4) Factor in the AMT
If you’re subject to the alternative minimum tax (AMT), traditional year-end maneuvers such as deferring income and accelerating deductions can have a negative effect. Essentially a separate federal income tax system with its own rates and rules, the AMT effectively disallows a number of itemized deductions.

5) Bump up withholding to cover a tax shortfall
If it looks as though you’re going to owe federal income tax for the year, especially if you think you may be subject to an estimated tax penalty, consider asking your employer (via Form W-4) to increase your withholding for the remainder of the year to cover the shortfall.

6) Maximize retirement savings
Deductible contributions to a traditional IRA and pretax contributions to an employer-sponsored retirement plan such as a 401(k) can reduce your 2016 taxable income. If you haven’t already contributed up to the maximum amount allowed, consider doing so by year-end.

7) Take any required distributions
Once you reach age 701/2, you generally must start taking required minimum distributions (RMDs) from traditional IRAs and employer-sponsored retirement plans. Take any distributions by the date required. The penalty for failing to do so is 50% of any amount you failed to distribute as required.

8) Weigh year-end investment moves
If you have realized net capital gains from selling securities at a profit, you might avoid being taxed on some or all of those gains by selling losing positions.

9) Beware the net investment income tax
Don’t forget to account for the 3.8% net investment income tax. This additional tax may apply to some or all of your net investment income if your modified AGI exceeds $200,000 ($250,000 if married filing jointly, $125,000 if married filing separately).

(Dataset excerpts on pointing at objects)
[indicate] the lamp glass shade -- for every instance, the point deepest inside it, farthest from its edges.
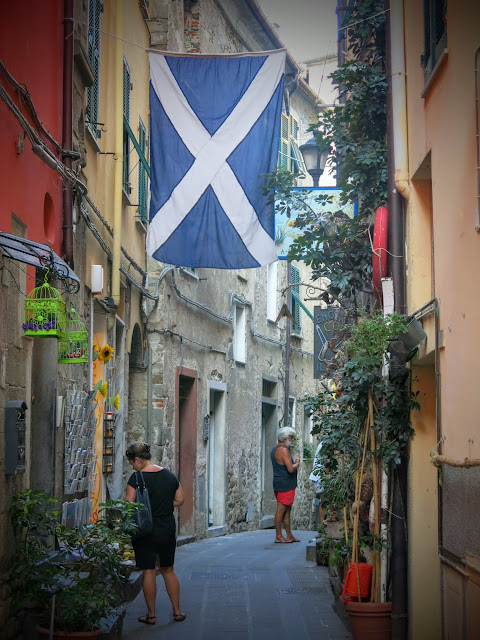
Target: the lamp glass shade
(310, 153)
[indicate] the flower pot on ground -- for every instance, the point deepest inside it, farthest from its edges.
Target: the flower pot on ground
(83, 566)
(370, 620)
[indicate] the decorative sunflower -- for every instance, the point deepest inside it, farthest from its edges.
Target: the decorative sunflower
(106, 353)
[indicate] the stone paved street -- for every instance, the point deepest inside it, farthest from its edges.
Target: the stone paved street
(244, 587)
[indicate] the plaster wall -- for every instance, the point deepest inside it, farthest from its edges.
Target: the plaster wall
(442, 255)
(180, 334)
(443, 124)
(424, 564)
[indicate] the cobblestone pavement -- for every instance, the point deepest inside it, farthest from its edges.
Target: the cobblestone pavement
(243, 587)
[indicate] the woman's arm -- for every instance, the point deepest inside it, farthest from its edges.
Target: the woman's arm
(178, 498)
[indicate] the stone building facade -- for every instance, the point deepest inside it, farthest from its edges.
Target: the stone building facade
(215, 357)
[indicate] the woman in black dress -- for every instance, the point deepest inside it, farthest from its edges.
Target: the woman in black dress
(165, 493)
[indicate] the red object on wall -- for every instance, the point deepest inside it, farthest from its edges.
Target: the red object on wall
(31, 48)
(380, 240)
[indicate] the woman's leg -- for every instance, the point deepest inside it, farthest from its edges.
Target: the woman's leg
(286, 524)
(150, 590)
(172, 586)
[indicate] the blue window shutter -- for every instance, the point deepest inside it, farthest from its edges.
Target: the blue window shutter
(295, 276)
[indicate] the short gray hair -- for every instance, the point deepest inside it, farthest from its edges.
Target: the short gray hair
(284, 433)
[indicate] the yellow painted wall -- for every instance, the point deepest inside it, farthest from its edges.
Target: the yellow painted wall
(100, 169)
(424, 564)
(100, 180)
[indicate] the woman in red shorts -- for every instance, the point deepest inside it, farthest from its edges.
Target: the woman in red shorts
(284, 482)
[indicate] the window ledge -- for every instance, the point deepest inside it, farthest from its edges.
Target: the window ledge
(434, 72)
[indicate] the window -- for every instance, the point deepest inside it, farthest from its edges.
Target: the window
(239, 335)
(95, 9)
(142, 174)
(272, 291)
(283, 146)
(127, 87)
(295, 279)
(287, 156)
(435, 32)
(291, 412)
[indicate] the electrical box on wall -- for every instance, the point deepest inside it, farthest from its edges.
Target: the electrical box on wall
(15, 434)
(96, 279)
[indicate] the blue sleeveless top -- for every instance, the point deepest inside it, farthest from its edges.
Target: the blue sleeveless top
(283, 480)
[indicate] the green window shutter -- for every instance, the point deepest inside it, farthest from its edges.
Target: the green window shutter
(95, 9)
(434, 32)
(142, 174)
(295, 279)
(283, 160)
(127, 87)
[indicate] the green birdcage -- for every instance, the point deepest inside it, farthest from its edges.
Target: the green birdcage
(73, 346)
(44, 312)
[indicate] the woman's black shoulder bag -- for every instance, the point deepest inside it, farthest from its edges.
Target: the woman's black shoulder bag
(143, 515)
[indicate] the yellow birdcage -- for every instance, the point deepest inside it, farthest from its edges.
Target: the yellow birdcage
(73, 346)
(44, 312)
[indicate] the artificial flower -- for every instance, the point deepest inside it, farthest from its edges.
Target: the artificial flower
(106, 353)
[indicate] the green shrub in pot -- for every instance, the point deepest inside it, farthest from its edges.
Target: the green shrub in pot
(83, 566)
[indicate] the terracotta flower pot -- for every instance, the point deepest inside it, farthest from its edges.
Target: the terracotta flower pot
(370, 620)
(64, 635)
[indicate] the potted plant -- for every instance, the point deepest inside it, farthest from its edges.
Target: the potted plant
(84, 572)
(364, 427)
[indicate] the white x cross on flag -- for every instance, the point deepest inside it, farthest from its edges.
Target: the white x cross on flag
(214, 130)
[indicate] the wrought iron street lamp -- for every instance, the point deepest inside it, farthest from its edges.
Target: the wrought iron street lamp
(315, 159)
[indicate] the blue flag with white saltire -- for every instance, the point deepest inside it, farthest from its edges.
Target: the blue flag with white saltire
(214, 129)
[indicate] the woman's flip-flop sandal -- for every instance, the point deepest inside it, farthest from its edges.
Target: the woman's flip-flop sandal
(179, 617)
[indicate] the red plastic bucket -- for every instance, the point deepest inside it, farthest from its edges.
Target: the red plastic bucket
(350, 586)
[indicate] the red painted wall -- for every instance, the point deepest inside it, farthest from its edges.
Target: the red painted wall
(31, 47)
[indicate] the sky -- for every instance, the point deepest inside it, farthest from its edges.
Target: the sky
(308, 28)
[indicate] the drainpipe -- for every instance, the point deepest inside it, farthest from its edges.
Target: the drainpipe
(67, 128)
(118, 182)
(477, 140)
(397, 152)
(287, 348)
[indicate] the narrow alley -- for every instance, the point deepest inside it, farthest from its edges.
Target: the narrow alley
(244, 587)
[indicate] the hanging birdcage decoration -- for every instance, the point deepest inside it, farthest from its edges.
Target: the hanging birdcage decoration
(44, 312)
(73, 346)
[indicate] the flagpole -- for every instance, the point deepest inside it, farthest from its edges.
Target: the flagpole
(287, 347)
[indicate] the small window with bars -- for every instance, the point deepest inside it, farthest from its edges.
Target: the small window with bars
(435, 32)
(142, 173)
(127, 87)
(269, 388)
(295, 280)
(95, 9)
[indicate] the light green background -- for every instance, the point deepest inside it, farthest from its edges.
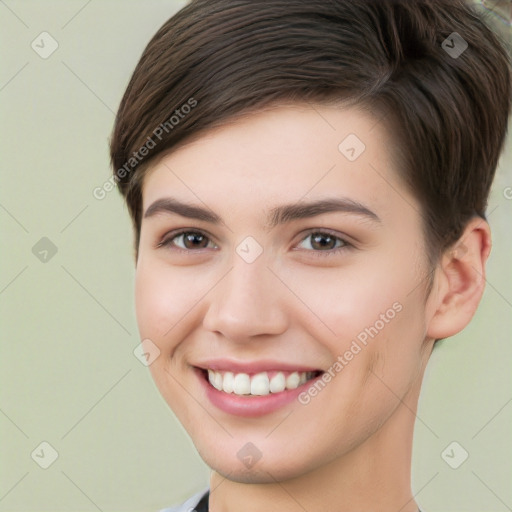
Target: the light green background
(68, 373)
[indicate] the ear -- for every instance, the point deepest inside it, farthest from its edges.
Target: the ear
(460, 281)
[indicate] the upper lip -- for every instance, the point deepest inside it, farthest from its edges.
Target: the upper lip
(265, 365)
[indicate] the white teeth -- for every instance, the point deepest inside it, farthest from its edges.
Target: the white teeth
(257, 385)
(292, 381)
(277, 383)
(228, 382)
(241, 384)
(260, 384)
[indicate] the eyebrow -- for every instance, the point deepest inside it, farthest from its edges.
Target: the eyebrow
(278, 215)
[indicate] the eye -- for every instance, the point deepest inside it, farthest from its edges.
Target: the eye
(186, 240)
(324, 243)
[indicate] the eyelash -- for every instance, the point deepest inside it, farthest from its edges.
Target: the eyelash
(167, 242)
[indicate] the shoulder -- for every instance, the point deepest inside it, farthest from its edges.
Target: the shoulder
(188, 505)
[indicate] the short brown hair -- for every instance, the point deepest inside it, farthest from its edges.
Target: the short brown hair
(222, 58)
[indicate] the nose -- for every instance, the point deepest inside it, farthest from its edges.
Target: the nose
(246, 303)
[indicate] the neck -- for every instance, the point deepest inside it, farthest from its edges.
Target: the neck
(373, 476)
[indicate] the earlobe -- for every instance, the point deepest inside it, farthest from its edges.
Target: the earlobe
(460, 281)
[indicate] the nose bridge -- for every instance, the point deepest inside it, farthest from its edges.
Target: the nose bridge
(245, 302)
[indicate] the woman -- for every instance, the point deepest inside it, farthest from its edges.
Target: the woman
(307, 183)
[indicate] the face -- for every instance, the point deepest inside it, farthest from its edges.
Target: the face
(296, 284)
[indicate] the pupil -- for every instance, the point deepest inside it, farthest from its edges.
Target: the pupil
(317, 239)
(194, 237)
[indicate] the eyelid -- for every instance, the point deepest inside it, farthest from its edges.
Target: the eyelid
(347, 244)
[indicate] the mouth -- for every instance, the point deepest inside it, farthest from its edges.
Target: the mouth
(257, 393)
(258, 384)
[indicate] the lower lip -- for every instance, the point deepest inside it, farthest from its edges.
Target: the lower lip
(250, 406)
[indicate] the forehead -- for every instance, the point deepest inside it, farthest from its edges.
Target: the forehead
(281, 154)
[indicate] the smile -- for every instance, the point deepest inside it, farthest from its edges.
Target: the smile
(259, 384)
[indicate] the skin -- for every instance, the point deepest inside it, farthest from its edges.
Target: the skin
(349, 448)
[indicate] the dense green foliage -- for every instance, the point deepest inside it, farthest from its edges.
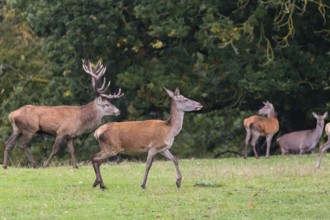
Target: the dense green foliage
(232, 188)
(229, 55)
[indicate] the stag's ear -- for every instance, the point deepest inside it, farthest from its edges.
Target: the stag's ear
(314, 114)
(177, 92)
(325, 115)
(169, 92)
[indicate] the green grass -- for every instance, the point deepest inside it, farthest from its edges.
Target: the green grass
(276, 188)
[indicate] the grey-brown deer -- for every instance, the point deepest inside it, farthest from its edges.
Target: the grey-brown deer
(324, 147)
(303, 141)
(257, 126)
(152, 136)
(63, 122)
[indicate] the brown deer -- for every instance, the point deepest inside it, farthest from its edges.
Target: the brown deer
(63, 122)
(152, 136)
(257, 126)
(324, 147)
(303, 141)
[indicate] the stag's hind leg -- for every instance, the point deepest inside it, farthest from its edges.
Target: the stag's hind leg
(25, 146)
(323, 149)
(71, 150)
(255, 137)
(268, 140)
(9, 146)
(55, 149)
(170, 156)
(97, 160)
(151, 154)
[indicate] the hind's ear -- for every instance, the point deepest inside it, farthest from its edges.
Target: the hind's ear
(177, 92)
(325, 115)
(169, 92)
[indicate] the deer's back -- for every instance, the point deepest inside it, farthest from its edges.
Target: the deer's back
(135, 136)
(44, 118)
(262, 124)
(298, 139)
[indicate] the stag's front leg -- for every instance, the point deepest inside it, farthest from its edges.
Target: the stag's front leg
(170, 156)
(150, 158)
(247, 139)
(323, 149)
(268, 140)
(97, 160)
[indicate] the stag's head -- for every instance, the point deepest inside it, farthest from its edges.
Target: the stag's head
(268, 109)
(182, 103)
(320, 118)
(102, 100)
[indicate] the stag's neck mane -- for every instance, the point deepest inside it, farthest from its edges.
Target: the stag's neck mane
(272, 114)
(175, 120)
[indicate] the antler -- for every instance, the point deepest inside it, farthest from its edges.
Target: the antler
(97, 72)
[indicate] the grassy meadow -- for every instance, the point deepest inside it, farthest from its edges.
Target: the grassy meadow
(276, 188)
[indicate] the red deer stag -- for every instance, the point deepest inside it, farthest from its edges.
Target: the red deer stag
(303, 141)
(63, 122)
(324, 147)
(257, 126)
(152, 136)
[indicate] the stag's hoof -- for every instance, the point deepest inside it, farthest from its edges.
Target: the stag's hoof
(96, 183)
(178, 183)
(103, 187)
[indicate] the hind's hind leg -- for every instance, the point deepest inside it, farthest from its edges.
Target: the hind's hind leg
(9, 146)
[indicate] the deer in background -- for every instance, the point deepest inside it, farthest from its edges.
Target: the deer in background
(305, 140)
(63, 122)
(257, 126)
(152, 136)
(324, 147)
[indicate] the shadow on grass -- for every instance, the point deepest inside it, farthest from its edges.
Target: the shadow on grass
(206, 184)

▸ Short problem:
Please update the tax-planning text from "8) Weigh year-end" to "selling losing positions.", writing "stocks" in place of "securities". This material is separate from the tax-planning text.

▸ Exercise output:
8) Weigh year-end investment moves
If you have realized net capital gains from selling stocks at a profit, you might avoid being taxed on some or all of those gains by selling losing positions.